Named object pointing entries
===
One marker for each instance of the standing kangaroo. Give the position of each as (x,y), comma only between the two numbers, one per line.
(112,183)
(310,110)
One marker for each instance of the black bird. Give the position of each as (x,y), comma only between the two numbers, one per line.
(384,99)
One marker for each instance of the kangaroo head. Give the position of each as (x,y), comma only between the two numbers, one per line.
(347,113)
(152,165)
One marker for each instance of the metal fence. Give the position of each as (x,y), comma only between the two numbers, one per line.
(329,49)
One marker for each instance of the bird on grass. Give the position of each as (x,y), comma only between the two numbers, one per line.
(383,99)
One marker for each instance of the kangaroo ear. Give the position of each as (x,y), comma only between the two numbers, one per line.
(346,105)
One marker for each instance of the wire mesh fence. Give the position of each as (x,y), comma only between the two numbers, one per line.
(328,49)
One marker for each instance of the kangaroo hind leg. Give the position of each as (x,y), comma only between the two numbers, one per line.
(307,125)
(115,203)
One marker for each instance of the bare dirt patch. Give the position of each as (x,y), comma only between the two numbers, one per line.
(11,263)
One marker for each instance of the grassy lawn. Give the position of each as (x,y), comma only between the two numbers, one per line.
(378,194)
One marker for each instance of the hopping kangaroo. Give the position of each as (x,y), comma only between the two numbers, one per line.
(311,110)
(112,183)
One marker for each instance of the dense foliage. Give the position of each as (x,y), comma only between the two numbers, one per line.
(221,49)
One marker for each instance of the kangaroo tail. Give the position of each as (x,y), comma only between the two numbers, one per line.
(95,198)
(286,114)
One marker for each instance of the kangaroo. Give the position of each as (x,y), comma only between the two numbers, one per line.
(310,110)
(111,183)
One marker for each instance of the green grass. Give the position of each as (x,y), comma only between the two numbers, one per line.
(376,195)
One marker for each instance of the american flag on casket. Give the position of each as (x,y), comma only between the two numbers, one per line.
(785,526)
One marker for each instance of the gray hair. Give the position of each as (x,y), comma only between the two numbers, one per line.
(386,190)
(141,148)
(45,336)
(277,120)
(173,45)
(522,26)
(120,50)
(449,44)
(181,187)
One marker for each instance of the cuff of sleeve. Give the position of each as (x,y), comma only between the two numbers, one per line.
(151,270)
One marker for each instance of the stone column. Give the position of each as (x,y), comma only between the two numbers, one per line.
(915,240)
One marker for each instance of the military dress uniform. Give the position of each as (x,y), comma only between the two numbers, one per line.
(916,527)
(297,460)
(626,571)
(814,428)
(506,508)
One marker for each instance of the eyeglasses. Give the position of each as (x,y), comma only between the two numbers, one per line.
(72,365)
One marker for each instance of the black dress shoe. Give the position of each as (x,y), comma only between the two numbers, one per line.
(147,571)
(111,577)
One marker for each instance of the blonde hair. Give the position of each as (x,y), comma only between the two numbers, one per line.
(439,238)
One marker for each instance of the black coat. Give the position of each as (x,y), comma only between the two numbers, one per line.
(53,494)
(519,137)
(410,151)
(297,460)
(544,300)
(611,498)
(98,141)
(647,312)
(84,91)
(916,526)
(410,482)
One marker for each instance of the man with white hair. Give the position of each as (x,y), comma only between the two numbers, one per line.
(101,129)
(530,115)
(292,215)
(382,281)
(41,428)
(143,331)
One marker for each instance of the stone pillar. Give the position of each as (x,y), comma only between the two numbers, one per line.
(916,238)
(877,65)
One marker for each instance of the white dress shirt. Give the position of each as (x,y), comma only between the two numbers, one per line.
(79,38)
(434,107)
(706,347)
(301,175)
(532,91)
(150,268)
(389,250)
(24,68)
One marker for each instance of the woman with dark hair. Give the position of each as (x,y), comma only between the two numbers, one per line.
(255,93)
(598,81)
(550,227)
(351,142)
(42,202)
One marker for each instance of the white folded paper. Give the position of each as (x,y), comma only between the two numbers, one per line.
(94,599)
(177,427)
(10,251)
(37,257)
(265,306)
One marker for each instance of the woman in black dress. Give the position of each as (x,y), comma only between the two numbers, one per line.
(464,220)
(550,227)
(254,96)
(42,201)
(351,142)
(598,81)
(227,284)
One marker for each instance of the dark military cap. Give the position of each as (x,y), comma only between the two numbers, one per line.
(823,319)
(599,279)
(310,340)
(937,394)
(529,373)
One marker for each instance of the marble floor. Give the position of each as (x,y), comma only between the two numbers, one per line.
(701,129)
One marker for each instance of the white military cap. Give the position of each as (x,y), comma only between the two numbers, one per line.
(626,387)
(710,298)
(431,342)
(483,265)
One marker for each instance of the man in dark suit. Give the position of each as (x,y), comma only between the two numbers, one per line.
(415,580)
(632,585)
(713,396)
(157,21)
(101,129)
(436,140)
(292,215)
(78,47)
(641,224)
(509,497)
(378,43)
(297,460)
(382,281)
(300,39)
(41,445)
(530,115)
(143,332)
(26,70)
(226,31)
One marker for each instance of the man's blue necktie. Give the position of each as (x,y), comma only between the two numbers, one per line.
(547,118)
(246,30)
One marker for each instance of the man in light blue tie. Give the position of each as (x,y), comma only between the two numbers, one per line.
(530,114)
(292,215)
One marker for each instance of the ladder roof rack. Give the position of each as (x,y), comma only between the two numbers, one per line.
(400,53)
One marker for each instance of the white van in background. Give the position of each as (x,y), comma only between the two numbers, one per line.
===
# WORK TO BE COMPLETED
Make an exact copy of the records.

# FULL OUTPUT
One marker for each instance of the standing kangaroo. Give the position of each as (x,y), comma only between the two numbers, one per line.
(112,183)
(310,110)
One marker for each instance of the black bird. Give the position of each as (x,y), comma only between the two numbers, one per line.
(384,99)
One marker for each instance of the kangaroo head. Give the position of each as (x,y), comma only between the two numbers, one per line.
(347,113)
(152,165)
One marker for each instance of the metal fence. Give the position of each as (x,y), comma only between the two numbers, one per line.
(329,49)
One marker for each instance of the bird on grass. Give the position of each as (x,y), comma only between the two numbers, one per line.
(383,99)
One marker for each instance of the kangaroo ear. Give the position of each as (x,y), comma only between the two numbers, one per line.
(346,105)
One marker for each instance of the wire mesh fence. Give the position of each as (x,y), comma only between the two numbers, one per line.
(328,49)
One marker for each instance of the kangaroo hind leg. Give the position of each as (x,y), comma only between the two numbers, one per line.
(307,125)
(115,203)
One marker for each instance of the bare dirt patch. Give the position of each as (x,y), comma only between the two numbers, one per line.
(11,263)
One marker for each instance of the grassy lawn. Give the position of each as (x,y), comma only between the two numbers, one per line.
(378,194)
One marker for each instance of the hopping kangaroo. Give the position of each as (x,y), comma only between the two numbers, one per line.
(311,110)
(112,183)
One marker for each instance of the dense foliage. Give the position of each as (x,y), comma only between the two numbers, one per line.
(221,49)
One marker for each instance of the kangaroo tail. Give the position of each as (x,y), comma only between the two numbers, one per line.
(95,198)
(286,114)
One marker for each instance of the kangaroo. Give the position of each as (x,y), comma only between the two numbers, one per line.
(310,110)
(111,183)
One marker for each instance of the green grass. Give the position of each as (x,y), comma only between the two numbers, one per line.
(376,195)
One marker for each instance of the american flag on casket. Give the position of each as (x,y), comma only between the two numbers, one per line.
(785,526)
One marker for each instance of the gray hair. Give the position of each as (x,y), comma only between the two numbers, one per line.
(386,190)
(141,148)
(45,336)
(277,120)
(173,45)
(522,26)
(120,50)
(449,44)
(181,187)
One marker for each instance of the cuff of sleeve. Give the position of each as (x,y), comma only between the two numbers, one per line.
(151,270)
One marker for each instance of the stone column. Give the position of each as (x,y), comma only between the two numbers, one per line.
(915,240)
One marker for each instance of the military dress uniform. Give the position of each as (x,y), comma only between the two numbers, one per line.
(916,527)
(297,460)
(626,571)
(814,428)
(506,508)
One marker for each instance of the eyeglasses. Give the position of each as (x,y), comma only between the two numbers, one per line.
(72,365)
One marker for each instance of the black dress shoe. Give the position of each as (x,y), comma only between the two numbers, one per line.
(147,571)
(111,577)
One marker for each instance of the blonde hair. Give the position of each as (x,y), comma only between the two numbers, one per line.
(439,238)
One marker for each instance of the black coat. Give the position of each as (x,y), comma only between the two numbers, one per line.
(53,494)
(519,137)
(410,151)
(297,460)
(544,300)
(611,498)
(98,141)
(647,312)
(84,91)
(916,526)
(410,482)
One marker for each instance of the man with white hair. Give the position of each as (x,y), comma only between the two numbers, one per line.
(101,129)
(530,115)
(292,215)
(382,281)
(41,428)
(143,331)
One marker for each instance of the stone pillar. Give the position of each as (x,y), comma only between the two numbers, one per line.
(916,238)
(877,65)
One marker for each instance of the white dress shirt. Give the position of each as (x,y), comma only between the two numbers, one per line.
(79,38)
(434,107)
(706,347)
(301,175)
(532,91)
(150,268)
(389,250)
(24,68)
One marker for each instance of the woman with dark hair. Give the position of each as (x,y), comma only between the two numbers, one per line.
(255,93)
(598,81)
(550,227)
(351,142)
(42,202)
One marker for each instance of the white folded paper. Give the position of each as (x,y), comma only between the two numbers, one per line.
(94,599)
(177,427)
(10,251)
(37,257)
(265,306)
One marker for each instance of the woman in black dress. Give the position of each as (x,y), comma only between the two numbers, one per line.
(464,220)
(550,227)
(254,96)
(42,201)
(351,142)
(598,81)
(227,284)
One marker for each instance of the dark military cap. Give the position of each as (x,y), comma only between the two numbers, one per line.
(823,319)
(599,279)
(310,340)
(937,394)
(529,373)
One marker for each instance of the marble floor. Give the position of each as (x,y), comma only between the two numbers, one per line.
(701,129)
One marker for each instance of the white military cap. Give the position of each as (x,y), comma only between the two numbers, one per line.
(626,387)
(710,298)
(431,342)
(483,265)
One marker for each instance of the man in dark suit. Give the position of each as (x,y), comma only between the two numbers, one per line.
(415,580)
(632,585)
(713,396)
(157,21)
(101,129)
(436,140)
(292,215)
(78,47)
(641,224)
(509,497)
(378,43)
(297,460)
(382,281)
(300,39)
(41,445)
(530,115)
(143,332)
(26,70)
(226,31)
One marker for each instance of the man's blue necktie. Give the position of each as (x,y), comma only between the two numbers, one per line.
(547,118)
(246,30)
One marker for each instance of the man in light blue tie. Give the position of each as (x,y), comma only between the two numbers, one per line.
(530,114)
(292,215)
One marker for each instance of the ladder roof rack. Give the position of each as (x,y), comma only between the two numbers, one per line.
(400,53)
One marker for each instance of the white van in background. Give the position of each as (x,y), comma only between the two numbers, one per line.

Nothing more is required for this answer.